The required output is the line with "In which part of this drawing can the stadium" through the final line of the entries, each one exactly as it stands.

[Stored records]
=== Section Start ===

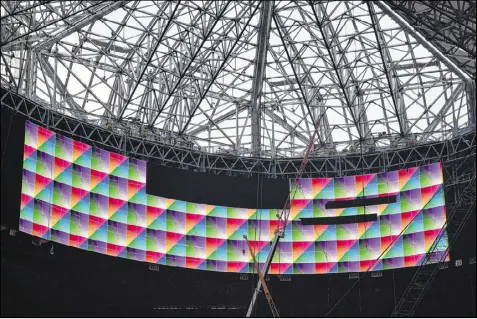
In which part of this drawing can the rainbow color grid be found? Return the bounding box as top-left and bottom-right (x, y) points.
(19, 121), (449, 274)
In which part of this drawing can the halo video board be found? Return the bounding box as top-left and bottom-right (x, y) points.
(19, 121), (448, 274)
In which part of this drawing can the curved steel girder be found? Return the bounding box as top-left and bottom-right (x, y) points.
(272, 13), (324, 145)
(178, 1), (263, 134)
(386, 0), (476, 78)
(117, 1), (183, 120)
(0, 1), (473, 158)
(2, 87), (475, 178)
(0, 1), (109, 47)
(306, 1), (363, 140)
(32, 1), (130, 52)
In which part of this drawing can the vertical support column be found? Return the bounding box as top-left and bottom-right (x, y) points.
(374, 0), (469, 82)
(200, 153), (206, 172)
(29, 52), (37, 96)
(355, 85), (369, 139)
(394, 78), (409, 133)
(23, 48), (31, 94)
(271, 103), (276, 158)
(236, 102), (240, 150)
(466, 79), (476, 127)
(251, 1), (274, 157)
(312, 95), (328, 144)
(53, 46), (58, 110)
(23, 6), (38, 97)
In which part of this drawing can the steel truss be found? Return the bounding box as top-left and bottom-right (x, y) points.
(1, 1), (475, 159)
(385, 0), (476, 79)
(2, 87), (475, 178)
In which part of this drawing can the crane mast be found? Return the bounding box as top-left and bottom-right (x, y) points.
(245, 129), (319, 317)
(244, 235), (281, 317)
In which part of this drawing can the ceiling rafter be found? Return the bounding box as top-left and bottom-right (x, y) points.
(117, 0), (182, 120)
(1, 0), (473, 158)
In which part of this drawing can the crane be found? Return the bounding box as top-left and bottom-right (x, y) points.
(245, 127), (320, 317)
(243, 234), (280, 317)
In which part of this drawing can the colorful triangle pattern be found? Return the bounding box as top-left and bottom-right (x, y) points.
(20, 121), (448, 275)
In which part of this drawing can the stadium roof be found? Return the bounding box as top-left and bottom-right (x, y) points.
(1, 1), (476, 158)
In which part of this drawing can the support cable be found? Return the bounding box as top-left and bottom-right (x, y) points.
(1, 110), (14, 169)
(324, 165), (468, 316)
(391, 174), (476, 317)
(325, 153), (475, 317)
(393, 270), (397, 309)
(252, 173), (260, 307)
(470, 263), (476, 318)
(246, 87), (326, 316)
(256, 174), (264, 317)
(258, 173), (264, 317)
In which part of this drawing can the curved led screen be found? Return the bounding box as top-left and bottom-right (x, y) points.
(19, 121), (448, 274)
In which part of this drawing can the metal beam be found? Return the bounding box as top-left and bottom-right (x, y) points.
(147, 1), (233, 125)
(188, 101), (310, 146)
(420, 84), (465, 141)
(273, 14), (324, 145)
(245, 230), (282, 317)
(0, 1), (54, 21)
(32, 1), (129, 52)
(274, 14), (333, 144)
(307, 1), (363, 141)
(118, 1), (183, 121)
(244, 234), (280, 317)
(374, 0), (471, 81)
(385, 0), (476, 78)
(2, 85), (476, 177)
(466, 80), (476, 126)
(368, 2), (406, 134)
(0, 1), (108, 47)
(38, 55), (84, 117)
(0, 52), (18, 88)
(250, 0), (274, 157)
(118, 0), (181, 120)
(178, 1), (263, 135)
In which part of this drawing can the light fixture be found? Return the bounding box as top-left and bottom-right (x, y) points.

=== Section End ===

### [Response area]
In which part of this drawing can the stadium roof be found? Return the bounding box as top-left and bottom-right (x, y) points.
(1, 1), (476, 158)
In which part of this drawing can the support cable be found? Return the bounding box as top-left and bottom-right (x, y) points.
(1, 110), (14, 169)
(324, 165), (468, 316)
(391, 174), (476, 317)
(325, 153), (475, 317)
(393, 270), (397, 309)
(252, 173), (260, 307)
(470, 263), (476, 318)
(246, 87), (326, 316)
(256, 174), (264, 317)
(258, 173), (264, 317)
In which part of this drawing can the curved led screen be found? Return the bounding box as top-left and bottom-right (x, y) points.
(19, 121), (448, 274)
In which part of this drawing can the metal beam be found? Return the bounding box as top-left and bottom-right (x, y) points.
(147, 1), (233, 125)
(188, 101), (310, 146)
(420, 84), (465, 141)
(273, 14), (324, 145)
(245, 230), (282, 317)
(0, 1), (54, 21)
(32, 1), (129, 52)
(274, 14), (333, 144)
(307, 1), (363, 141)
(118, 1), (183, 121)
(244, 234), (280, 317)
(374, 0), (471, 81)
(385, 0), (476, 78)
(2, 85), (476, 177)
(466, 80), (476, 126)
(368, 2), (406, 134)
(0, 1), (108, 47)
(38, 55), (84, 117)
(0, 52), (18, 88)
(250, 0), (274, 157)
(118, 0), (181, 120)
(178, 1), (263, 135)
In which part of this drawing can the light fixture be found? Return the bounding box as top-left and bottom-right (x, y) points.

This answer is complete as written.